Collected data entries
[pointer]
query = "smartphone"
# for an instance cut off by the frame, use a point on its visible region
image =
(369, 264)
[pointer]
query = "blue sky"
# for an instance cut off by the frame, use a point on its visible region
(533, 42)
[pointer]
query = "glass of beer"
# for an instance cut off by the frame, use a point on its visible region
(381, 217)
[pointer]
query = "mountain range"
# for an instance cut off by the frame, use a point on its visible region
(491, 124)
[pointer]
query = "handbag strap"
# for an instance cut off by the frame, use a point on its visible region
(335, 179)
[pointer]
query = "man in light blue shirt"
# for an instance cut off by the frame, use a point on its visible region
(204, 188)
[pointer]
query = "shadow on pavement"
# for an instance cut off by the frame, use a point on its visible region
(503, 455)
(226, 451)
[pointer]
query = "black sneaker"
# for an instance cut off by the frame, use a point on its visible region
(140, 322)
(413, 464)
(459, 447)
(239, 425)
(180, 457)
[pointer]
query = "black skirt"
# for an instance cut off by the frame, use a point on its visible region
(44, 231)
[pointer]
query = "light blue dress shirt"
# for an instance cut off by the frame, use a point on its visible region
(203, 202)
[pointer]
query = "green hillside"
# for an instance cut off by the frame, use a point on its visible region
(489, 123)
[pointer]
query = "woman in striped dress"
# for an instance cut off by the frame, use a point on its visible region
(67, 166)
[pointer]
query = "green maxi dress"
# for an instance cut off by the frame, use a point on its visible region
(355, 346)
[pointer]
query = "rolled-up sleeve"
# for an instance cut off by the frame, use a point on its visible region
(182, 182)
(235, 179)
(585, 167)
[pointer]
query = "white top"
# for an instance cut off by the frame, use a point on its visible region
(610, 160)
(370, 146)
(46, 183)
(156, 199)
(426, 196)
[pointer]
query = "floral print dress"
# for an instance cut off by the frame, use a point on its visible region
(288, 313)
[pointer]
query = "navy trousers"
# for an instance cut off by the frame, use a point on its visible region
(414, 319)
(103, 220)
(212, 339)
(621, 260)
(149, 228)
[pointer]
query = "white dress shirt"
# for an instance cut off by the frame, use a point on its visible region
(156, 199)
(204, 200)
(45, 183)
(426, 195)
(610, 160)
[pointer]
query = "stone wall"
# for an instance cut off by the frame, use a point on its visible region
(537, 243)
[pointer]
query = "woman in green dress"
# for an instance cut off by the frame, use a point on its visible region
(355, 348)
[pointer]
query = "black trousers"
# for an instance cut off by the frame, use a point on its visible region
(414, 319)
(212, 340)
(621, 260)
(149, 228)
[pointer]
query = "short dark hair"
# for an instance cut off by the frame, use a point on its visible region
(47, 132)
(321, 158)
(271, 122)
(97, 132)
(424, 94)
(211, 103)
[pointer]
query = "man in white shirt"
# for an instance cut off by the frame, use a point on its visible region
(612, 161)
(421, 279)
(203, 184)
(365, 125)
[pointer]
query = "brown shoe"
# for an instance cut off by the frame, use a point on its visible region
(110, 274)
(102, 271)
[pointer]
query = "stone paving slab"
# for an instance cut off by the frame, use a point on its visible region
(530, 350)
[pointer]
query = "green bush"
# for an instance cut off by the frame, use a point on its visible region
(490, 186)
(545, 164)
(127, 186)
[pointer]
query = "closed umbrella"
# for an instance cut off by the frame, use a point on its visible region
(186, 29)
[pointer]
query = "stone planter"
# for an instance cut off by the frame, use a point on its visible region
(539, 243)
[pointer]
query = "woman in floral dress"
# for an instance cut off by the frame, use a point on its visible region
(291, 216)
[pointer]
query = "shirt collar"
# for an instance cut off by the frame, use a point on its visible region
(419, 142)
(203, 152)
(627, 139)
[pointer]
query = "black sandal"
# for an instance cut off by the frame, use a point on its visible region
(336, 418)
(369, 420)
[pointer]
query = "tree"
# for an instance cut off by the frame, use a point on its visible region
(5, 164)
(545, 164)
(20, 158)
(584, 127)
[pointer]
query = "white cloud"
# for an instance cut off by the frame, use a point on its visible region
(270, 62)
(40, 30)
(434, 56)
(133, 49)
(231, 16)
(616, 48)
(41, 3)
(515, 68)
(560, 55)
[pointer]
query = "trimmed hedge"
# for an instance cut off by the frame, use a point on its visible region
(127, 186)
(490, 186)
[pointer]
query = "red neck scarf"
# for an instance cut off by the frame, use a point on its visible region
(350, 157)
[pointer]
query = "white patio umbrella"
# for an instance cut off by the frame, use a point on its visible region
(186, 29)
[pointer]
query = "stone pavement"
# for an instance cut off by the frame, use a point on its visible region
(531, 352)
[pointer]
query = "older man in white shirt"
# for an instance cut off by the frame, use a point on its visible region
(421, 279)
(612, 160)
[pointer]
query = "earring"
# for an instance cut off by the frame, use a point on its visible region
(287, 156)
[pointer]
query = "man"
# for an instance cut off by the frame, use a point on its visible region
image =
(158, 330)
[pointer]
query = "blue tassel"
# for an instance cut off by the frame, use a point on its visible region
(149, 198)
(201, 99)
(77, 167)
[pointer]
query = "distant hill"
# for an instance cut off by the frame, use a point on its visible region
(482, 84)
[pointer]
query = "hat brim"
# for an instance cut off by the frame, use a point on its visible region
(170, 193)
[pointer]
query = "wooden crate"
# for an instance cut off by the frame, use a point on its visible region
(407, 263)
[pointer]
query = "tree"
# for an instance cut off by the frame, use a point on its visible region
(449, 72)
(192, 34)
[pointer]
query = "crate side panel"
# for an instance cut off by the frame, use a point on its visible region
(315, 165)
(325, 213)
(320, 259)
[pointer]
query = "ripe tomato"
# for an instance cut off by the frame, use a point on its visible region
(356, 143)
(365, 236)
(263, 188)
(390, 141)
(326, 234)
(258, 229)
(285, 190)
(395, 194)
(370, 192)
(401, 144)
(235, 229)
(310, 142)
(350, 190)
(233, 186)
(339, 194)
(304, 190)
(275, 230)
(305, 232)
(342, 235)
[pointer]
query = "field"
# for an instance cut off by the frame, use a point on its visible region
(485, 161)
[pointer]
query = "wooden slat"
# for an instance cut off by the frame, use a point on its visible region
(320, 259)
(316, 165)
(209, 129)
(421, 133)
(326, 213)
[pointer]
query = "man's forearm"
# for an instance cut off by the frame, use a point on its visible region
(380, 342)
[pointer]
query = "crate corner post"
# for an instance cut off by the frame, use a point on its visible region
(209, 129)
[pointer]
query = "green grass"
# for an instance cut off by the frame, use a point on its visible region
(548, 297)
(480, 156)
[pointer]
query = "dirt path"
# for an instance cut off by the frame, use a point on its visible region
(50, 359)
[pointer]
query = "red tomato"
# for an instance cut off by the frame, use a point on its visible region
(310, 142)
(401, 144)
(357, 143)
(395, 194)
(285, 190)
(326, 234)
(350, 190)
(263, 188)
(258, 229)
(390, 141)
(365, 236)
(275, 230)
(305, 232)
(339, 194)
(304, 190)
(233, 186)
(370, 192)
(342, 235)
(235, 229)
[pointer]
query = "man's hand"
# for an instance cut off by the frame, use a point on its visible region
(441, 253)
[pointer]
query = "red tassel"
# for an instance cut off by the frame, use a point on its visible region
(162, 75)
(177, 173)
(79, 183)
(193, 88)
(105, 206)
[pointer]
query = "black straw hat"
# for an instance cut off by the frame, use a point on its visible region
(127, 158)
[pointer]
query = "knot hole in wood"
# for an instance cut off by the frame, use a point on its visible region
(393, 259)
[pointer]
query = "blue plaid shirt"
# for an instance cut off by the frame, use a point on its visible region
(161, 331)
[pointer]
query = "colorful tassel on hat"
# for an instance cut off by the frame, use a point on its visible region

■ Directions for this task
Please copy out each record, character for character.

■ Worked answer
[pointer]
query = "smartphone"
# for an instance cut off by the frame, use a point on its visible region
image =
(369, 264)
[pointer]
query = "blue sky"
# for an instance cut off by the frame, use a point on its visible region
(533, 42)
[pointer]
query = "glass of beer"
# for an instance cut off by the frame, use a point on its visible region
(381, 217)
[pointer]
query = "mountain range"
# for an instance cut off by the frame, use a point on its visible region
(491, 124)
[pointer]
query = "handbag strap"
# for an instance cut off by the frame, use a point on its visible region
(335, 179)
[pointer]
query = "man in light blue shirt"
# for an instance cut off by the frame, use a point on its visible region
(204, 188)
[pointer]
query = "shadow on pavement"
# for an instance cut off by the frame, use a point on its visible region
(503, 455)
(226, 451)
[pointer]
query = "black sneaker"
# for an instance cut off by the frame, use a point on its visible region
(140, 322)
(413, 464)
(459, 447)
(239, 425)
(180, 457)
[pointer]
query = "black skirt"
# for an instance cut off by the frame, use a point on its visible region
(44, 231)
[pointer]
query = "light blue dress shirt"
# for an instance cut off by the frame, use a point on its visible region
(203, 202)
[pointer]
query = "green hillside"
# for an instance cut off by the frame, use a point on its visible region
(489, 123)
[pointer]
query = "woman in striped dress"
# for an instance cut off by the frame, use a point on its visible region
(67, 166)
[pointer]
query = "green maxi dress"
# for an instance cut off by the frame, use a point on its visible region
(355, 346)
[pointer]
query = "rolled-up sleeve"
# for an instance cut off by the frame, use a point on its visible region
(182, 182)
(235, 179)
(585, 167)
[pointer]
query = "white top"
# for an instance cut off by the frame, use a point on its visible region
(610, 160)
(370, 146)
(46, 183)
(156, 199)
(426, 196)
[pointer]
query = "floral print dress"
# for an instance cut off by the frame, use a point on its visible region
(288, 313)
[pointer]
query = "navy trousers"
# for an instance cut off by the frame, use a point on its visible region
(414, 319)
(103, 220)
(212, 339)
(621, 260)
(149, 228)
[pointer]
query = "white dress shirt"
# for an instance cut off by the frame, use a point on its visible region
(156, 199)
(204, 200)
(45, 183)
(426, 195)
(610, 160)
[pointer]
query = "stone wall"
# for an instance cut off by the frame, use a point on its visible region
(537, 243)
[pointer]
query = "woman in green dress"
# for an instance cut off by the frame, use a point on its visible region
(355, 348)
[pointer]
query = "black trousers"
# for an instance cut off by the frame, use a point on its visible region
(414, 319)
(212, 340)
(621, 260)
(149, 228)
[pointer]
query = "short dark hair"
# for an instance cut off by the frame, use a point on its visible region
(47, 132)
(321, 158)
(271, 122)
(97, 132)
(424, 94)
(211, 103)
[pointer]
query = "man in white shirt"
# for an instance cut off by the frame, use a point on its visible region
(612, 161)
(421, 279)
(203, 184)
(365, 125)
[pointer]
query = "brown shoe"
# for an instance cut off by the frame, use a point on its visible region
(110, 274)
(102, 271)
[pointer]
query = "stone paving slab"
# for an instance cut off by the frame, use a point on its visible region
(530, 350)
[pointer]
query = "green bush"
# for an instance cut off by the frame, use a point on its visible region
(490, 186)
(545, 164)
(127, 186)
[pointer]
query = "closed umbrella"
# for an instance cut off by the frame, use a point on its visible region
(186, 29)
[pointer]
query = "stone planter"
# for an instance cut off by the frame, use a point on its visible region
(539, 243)
[pointer]
query = "woman in floral dress"
# for an instance cut off by the frame, use a point on its visible region
(291, 216)
[pointer]
query = "shirt collar"
# for an instance cut off by the frame, use a point on its visible region
(419, 142)
(203, 152)
(627, 139)
[pointer]
query = "black sandal"
# for an instance cut off by the frame, use a point on its visible region
(336, 418)
(369, 420)
[pointer]
query = "tree"
# for an instance cut off by the frame, use a point on its visible region
(5, 164)
(545, 164)
(20, 158)
(584, 127)
[pointer]
query = "white cloud"
# for an instance cut off by the frame, use a point on its visible region
(270, 62)
(40, 30)
(434, 56)
(133, 49)
(231, 16)
(616, 48)
(41, 3)
(515, 68)
(560, 55)
[pointer]
query = "trimmed hedge"
# for an instance cut off by the frame, use a point on its visible region
(127, 186)
(490, 186)
[pointer]
query = "red neck scarf"
# for an instance cut off by the frame, use a point on its visible region
(350, 157)
[pointer]
query = "white patio umbrella"
# for an instance cut off by the frame, use a point on its visible region
(186, 29)
[pointer]
query = "stone pavement"
# for an instance cut off by the frame, use a point on its visible region
(531, 352)
[pointer]
query = "older man in white shirt"
# for an instance cut off by the frame, use a point on its visible region
(421, 279)
(612, 160)
[pointer]
query = "earring"
# for an instance cut off by the frame, use a point on its visible region
(287, 156)
[pointer]
query = "man"
# for an instance cut off by the frame, use a point on its visible region
image =
(158, 330)
[pointer]
query = "blue tassel"
# for an instance cut off by the frame, use a point on its visible region
(149, 198)
(201, 99)
(77, 167)
[pointer]
query = "distant hill"
# for an instance cut off by the frame, use a point on its visible region
(482, 84)
[pointer]
query = "hat brim"
# for an instance cut off by the frame, use a point on its visible region
(170, 193)
[pointer]
query = "wooden crate"
# for an instance cut off by the frame, use a point on its visible region
(407, 263)
[pointer]
query = "tree"
# for an instance cut off by the frame, use a point on its visible region
(449, 72)
(192, 34)
[pointer]
query = "crate side panel"
# for an instance cut off by the frame, use a point on its visible region
(315, 165)
(325, 213)
(320, 259)
[pointer]
query = "ripe tomato"
# for an instance cut off by the frame, use a point on its visible region
(356, 143)
(365, 236)
(263, 188)
(390, 141)
(326, 234)
(258, 229)
(285, 190)
(395, 194)
(370, 192)
(401, 144)
(235, 229)
(310, 142)
(350, 190)
(233, 186)
(339, 194)
(304, 190)
(275, 230)
(305, 232)
(342, 235)
[pointer]
query = "field"
# for an instance cut off by the frame, use a point on its visible region
(485, 161)
[pointer]
query = "wooden slat"
# for an instance cut off by the frame, use a point on its visible region
(320, 259)
(316, 165)
(209, 129)
(421, 133)
(326, 213)
[pointer]
query = "man's forearm"
# for an instance cut off by the frame, use a point on its visible region
(380, 342)
[pointer]
query = "crate corner post"
# for an instance cut off by the frame, use a point on its visible region
(209, 129)
[pointer]
query = "green grass"
# for an instance cut off by the frame, use a point on its visible region
(548, 297)
(480, 156)
[pointer]
query = "dirt path"
# for an instance cut off by the frame, use a point on its visible region
(50, 359)
[pointer]
query = "red tomato"
# for an instance cut off by the frame, use a point on its visible region
(310, 142)
(401, 144)
(357, 143)
(395, 194)
(285, 190)
(326, 234)
(350, 190)
(263, 188)
(258, 229)
(390, 141)
(365, 236)
(275, 230)
(305, 232)
(339, 194)
(304, 190)
(233, 186)
(370, 192)
(342, 235)
(235, 229)
[pointer]
query = "man's hand"
# for an instance cut off by the frame, use a point on its visible region
(441, 253)
[pointer]
query = "red tassel"
# for an instance cut off by the frame, use a point on its visible region
(162, 75)
(177, 173)
(79, 183)
(193, 88)
(105, 206)
[pointer]
query = "black straw hat"
# for an instance cut off by the frame, use a point on its visible region
(127, 158)
[pointer]
query = "knot hole in wood"
# for an instance cut off by the frame, use a point on its visible region
(393, 259)
[pointer]
query = "blue plaid shirt"
# for an instance cut off by the frame, use a point on its visible region
(161, 331)
[pointer]
query = "colorful tassel on hat"
# for an instance cut off by the frame, use a point on its visible region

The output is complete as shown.